_AUFGABE_.
Gib aus den Daten unten die Zeilen von der Zeile mit „Please give the outline of every instance of the green“ bis einschließlich der Zeile mit „POLYGON ((77 186, 36“ zeichengenau wieder.

=-=-=

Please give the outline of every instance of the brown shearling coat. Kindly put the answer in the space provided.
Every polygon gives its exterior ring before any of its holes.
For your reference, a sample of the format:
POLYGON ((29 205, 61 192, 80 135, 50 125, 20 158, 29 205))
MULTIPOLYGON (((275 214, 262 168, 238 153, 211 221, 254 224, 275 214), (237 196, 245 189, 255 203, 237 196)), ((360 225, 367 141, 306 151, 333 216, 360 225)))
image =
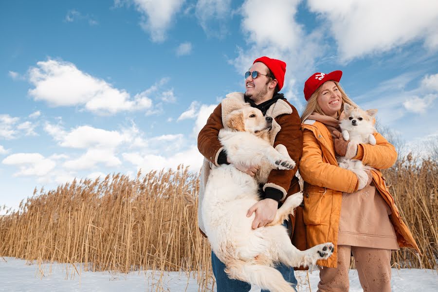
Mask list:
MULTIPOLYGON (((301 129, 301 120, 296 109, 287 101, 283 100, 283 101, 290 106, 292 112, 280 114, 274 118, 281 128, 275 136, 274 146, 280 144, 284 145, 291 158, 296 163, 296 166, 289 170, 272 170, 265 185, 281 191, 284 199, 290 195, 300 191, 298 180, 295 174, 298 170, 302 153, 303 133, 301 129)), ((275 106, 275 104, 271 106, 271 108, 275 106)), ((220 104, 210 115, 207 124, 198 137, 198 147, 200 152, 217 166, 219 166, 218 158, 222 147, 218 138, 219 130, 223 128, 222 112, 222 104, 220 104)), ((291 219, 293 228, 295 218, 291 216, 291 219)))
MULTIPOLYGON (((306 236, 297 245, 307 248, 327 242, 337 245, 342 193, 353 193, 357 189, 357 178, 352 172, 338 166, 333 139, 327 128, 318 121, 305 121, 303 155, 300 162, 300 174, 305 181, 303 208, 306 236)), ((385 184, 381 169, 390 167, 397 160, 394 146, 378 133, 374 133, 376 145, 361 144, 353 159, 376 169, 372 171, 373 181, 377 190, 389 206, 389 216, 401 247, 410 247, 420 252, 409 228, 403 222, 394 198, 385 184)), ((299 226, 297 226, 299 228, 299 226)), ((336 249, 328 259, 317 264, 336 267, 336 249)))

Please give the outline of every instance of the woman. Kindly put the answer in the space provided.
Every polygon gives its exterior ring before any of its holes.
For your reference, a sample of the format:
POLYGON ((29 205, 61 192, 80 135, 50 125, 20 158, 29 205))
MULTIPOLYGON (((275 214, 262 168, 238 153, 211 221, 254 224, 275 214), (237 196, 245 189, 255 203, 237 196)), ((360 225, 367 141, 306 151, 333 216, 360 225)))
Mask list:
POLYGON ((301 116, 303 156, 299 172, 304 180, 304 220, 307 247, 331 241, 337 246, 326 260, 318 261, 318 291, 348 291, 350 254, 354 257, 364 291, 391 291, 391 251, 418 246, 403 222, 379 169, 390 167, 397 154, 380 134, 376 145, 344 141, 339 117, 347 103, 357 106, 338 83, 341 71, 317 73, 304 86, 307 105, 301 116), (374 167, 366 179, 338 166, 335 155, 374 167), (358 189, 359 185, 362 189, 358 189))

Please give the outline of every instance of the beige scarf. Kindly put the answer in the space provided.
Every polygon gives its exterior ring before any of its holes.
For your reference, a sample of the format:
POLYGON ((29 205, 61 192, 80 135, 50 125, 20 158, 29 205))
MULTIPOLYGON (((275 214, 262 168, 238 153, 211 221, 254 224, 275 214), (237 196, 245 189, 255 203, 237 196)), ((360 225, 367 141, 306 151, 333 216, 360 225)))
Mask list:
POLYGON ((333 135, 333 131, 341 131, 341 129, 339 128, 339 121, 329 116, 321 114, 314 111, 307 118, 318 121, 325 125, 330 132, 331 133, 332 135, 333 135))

=-=-=

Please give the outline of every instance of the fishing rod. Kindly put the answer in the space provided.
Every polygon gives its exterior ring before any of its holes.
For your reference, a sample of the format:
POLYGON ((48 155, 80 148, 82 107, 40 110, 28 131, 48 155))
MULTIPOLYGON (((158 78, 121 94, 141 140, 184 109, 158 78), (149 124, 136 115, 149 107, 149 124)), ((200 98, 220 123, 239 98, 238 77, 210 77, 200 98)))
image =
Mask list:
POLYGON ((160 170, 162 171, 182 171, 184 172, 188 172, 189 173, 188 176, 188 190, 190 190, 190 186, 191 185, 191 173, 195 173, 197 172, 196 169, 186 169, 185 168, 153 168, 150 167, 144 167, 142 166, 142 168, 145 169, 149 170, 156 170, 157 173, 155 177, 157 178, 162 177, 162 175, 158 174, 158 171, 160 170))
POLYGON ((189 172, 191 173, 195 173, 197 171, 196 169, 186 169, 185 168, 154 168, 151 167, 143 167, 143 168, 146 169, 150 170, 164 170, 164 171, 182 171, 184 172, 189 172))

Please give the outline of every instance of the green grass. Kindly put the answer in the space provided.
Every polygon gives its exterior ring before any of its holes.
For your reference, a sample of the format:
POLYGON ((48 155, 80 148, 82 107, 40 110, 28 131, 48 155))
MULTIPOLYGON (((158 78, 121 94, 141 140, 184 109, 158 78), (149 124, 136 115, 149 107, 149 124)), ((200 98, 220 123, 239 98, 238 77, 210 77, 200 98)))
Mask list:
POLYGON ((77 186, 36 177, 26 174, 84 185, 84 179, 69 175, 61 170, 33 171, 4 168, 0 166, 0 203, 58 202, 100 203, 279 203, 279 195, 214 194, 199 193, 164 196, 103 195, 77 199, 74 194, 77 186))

=-=-=

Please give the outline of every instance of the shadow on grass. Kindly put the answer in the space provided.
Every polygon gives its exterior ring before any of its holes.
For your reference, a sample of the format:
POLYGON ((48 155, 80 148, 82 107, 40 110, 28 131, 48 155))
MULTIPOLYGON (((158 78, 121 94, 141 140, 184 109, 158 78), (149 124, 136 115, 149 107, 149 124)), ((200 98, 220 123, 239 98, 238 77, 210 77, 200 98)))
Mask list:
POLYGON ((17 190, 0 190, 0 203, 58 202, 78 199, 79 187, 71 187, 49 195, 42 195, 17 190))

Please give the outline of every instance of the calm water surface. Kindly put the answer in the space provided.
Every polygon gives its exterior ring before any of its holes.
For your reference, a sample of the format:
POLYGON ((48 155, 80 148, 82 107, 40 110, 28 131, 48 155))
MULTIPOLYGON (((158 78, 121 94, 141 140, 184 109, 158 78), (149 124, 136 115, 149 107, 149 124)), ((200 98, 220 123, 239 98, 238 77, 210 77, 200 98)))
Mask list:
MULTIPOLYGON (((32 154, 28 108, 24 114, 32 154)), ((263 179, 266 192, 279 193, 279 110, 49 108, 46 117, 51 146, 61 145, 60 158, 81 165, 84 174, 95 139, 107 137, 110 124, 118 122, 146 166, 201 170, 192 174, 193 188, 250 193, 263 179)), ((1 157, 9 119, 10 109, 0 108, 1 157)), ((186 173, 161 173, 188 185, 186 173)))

=-=-=

_LÖSUNG_.
Please give the outline of every instance of the green grass. Kindly put the answer in the space provided.
Every polygon gives its exterior ring before any of its holes.
For your reference, a sample of the format:
POLYGON ((48 155, 80 148, 82 107, 40 110, 28 131, 48 155))
MULTIPOLYGON (((158 78, 121 94, 141 140, 184 109, 158 78), (149 124, 136 115, 149 107, 149 124)), ((200 98, 220 123, 239 98, 238 77, 210 77, 200 98)))
Mask list:
POLYGON ((77 186, 36 177, 26 174, 84 185, 84 179, 69 175, 61 170, 33 171, 4 168, 0 166, 0 203, 58 202, 100 203, 279 203, 279 195, 214 194, 199 193, 164 196, 103 195, 77 199, 74 194, 77 186))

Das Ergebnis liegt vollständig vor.